#### [WORK ORDER]
Reproduce each of the following records without any deviation.

Collected data
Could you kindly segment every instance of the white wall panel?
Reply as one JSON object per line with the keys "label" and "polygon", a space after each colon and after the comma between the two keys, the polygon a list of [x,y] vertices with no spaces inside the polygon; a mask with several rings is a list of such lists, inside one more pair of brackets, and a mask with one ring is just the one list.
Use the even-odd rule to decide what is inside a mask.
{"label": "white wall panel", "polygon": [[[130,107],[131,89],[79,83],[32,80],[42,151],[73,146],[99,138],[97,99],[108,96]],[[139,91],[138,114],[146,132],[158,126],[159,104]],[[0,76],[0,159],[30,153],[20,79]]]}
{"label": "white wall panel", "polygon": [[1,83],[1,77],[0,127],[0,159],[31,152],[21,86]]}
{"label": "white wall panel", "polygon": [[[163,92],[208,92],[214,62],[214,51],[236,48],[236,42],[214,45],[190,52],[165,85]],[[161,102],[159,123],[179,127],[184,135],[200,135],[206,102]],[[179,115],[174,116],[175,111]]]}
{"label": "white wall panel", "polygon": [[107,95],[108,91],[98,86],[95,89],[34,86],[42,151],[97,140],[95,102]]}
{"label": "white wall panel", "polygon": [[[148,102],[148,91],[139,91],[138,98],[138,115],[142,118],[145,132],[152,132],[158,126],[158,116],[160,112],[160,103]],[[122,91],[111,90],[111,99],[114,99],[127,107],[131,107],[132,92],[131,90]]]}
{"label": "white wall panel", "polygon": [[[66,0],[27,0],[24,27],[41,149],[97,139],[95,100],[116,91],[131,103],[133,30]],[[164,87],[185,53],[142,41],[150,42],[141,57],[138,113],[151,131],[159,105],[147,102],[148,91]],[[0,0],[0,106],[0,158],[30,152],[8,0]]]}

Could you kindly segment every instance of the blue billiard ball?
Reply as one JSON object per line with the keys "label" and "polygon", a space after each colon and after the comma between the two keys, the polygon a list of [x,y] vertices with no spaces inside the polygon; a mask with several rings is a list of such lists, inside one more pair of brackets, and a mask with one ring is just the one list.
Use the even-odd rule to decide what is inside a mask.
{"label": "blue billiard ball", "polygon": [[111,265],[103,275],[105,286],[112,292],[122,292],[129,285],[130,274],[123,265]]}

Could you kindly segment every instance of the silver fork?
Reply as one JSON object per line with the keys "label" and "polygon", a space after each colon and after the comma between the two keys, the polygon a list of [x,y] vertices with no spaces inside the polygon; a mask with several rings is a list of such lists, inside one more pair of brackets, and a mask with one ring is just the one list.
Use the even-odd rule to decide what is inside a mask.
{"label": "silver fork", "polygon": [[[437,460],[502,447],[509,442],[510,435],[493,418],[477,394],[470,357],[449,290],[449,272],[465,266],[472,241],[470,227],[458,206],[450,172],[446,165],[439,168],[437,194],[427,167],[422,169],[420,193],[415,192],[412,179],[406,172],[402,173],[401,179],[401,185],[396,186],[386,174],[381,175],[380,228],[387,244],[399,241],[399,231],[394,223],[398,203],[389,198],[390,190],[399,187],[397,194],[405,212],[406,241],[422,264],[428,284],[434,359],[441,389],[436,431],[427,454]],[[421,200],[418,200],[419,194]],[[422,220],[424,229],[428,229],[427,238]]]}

#### [RESPONSE TO THIS EXERCISE]
Could you kindly segment every instance of the white wall panel?
Reply as one JSON object per line with the keys "label" and "polygon", a space after each colon and after the comma between the two keys, the polygon a list of [x,y] vertices with no spaces inside the polygon; a mask with several rings is a list of such lists, inside one more pair of brackets, and a mask with one ring is just the one list.
Use the even-odd rule to decide what is inside a mask.
{"label": "white wall panel", "polygon": [[[130,107],[131,89],[79,83],[32,80],[42,151],[73,146],[99,138],[97,99],[108,96]],[[139,91],[138,114],[146,132],[158,126],[159,104]],[[0,76],[0,159],[30,153],[20,79]]]}
{"label": "white wall panel", "polygon": [[1,83],[1,77],[0,127],[0,159],[31,152],[21,86]]}
{"label": "white wall panel", "polygon": [[[163,92],[208,92],[214,62],[214,51],[236,48],[236,42],[214,45],[190,52],[165,85]],[[161,102],[159,123],[179,127],[184,135],[200,135],[206,102]],[[179,115],[174,116],[175,111]]]}
{"label": "white wall panel", "polygon": [[107,95],[108,91],[98,86],[95,89],[34,86],[42,151],[97,140],[95,102]]}
{"label": "white wall panel", "polygon": [[[148,102],[148,91],[139,91],[138,98],[138,115],[142,118],[145,132],[152,132],[158,126],[158,116],[160,112],[160,103]],[[122,91],[111,90],[111,99],[114,99],[127,107],[131,107],[132,92],[131,90]]]}
{"label": "white wall panel", "polygon": [[[66,0],[27,0],[24,27],[41,149],[97,139],[95,100],[116,91],[131,103],[133,30]],[[164,87],[185,53],[142,41],[150,42],[141,57],[138,113],[151,131],[159,105],[147,102],[148,91]],[[0,0],[0,106],[0,158],[30,152],[8,0]]]}

Could you kindly segment every instance of the blue billiard ball?
Reply as one JSON object per line with the keys "label" and "polygon", a space after each colon and after the comma between the two keys, the polygon a list of [x,y] vertices with no spaces inside the polygon; a mask with several rings is a list of such lists, inside one more pair of brackets, and a mask with one ring is just the one list.
Use the even-odd rule to decide what is inside a mask.
{"label": "blue billiard ball", "polygon": [[111,265],[103,275],[105,286],[112,292],[122,292],[129,285],[130,274],[123,265]]}

Could you kindly segment every instance of the silver fork?
Reply as one JSON object per line with the keys "label" and "polygon", a space after each colon and after the comma between the two keys, the polygon a list of [x,y] vertices with no spaces inside the polygon; a mask with several rings is a list of such lists, inside one more pair of brackets, and a mask with one ring is just the one list.
Use the even-odd rule to decide what is inside a mask.
{"label": "silver fork", "polygon": [[[437,460],[502,447],[509,442],[510,435],[493,418],[477,394],[470,357],[449,290],[449,272],[465,266],[472,241],[470,227],[458,206],[450,172],[446,165],[439,168],[437,194],[427,167],[422,169],[420,193],[415,192],[412,179],[406,172],[402,173],[401,179],[401,185],[396,186],[386,174],[381,175],[380,228],[387,244],[399,241],[399,231],[394,223],[398,203],[389,198],[390,190],[399,187],[397,194],[405,212],[406,241],[422,264],[428,284],[434,359],[441,389],[436,431],[427,454]],[[421,200],[418,200],[419,194]],[[422,220],[424,229],[428,229],[427,238]]]}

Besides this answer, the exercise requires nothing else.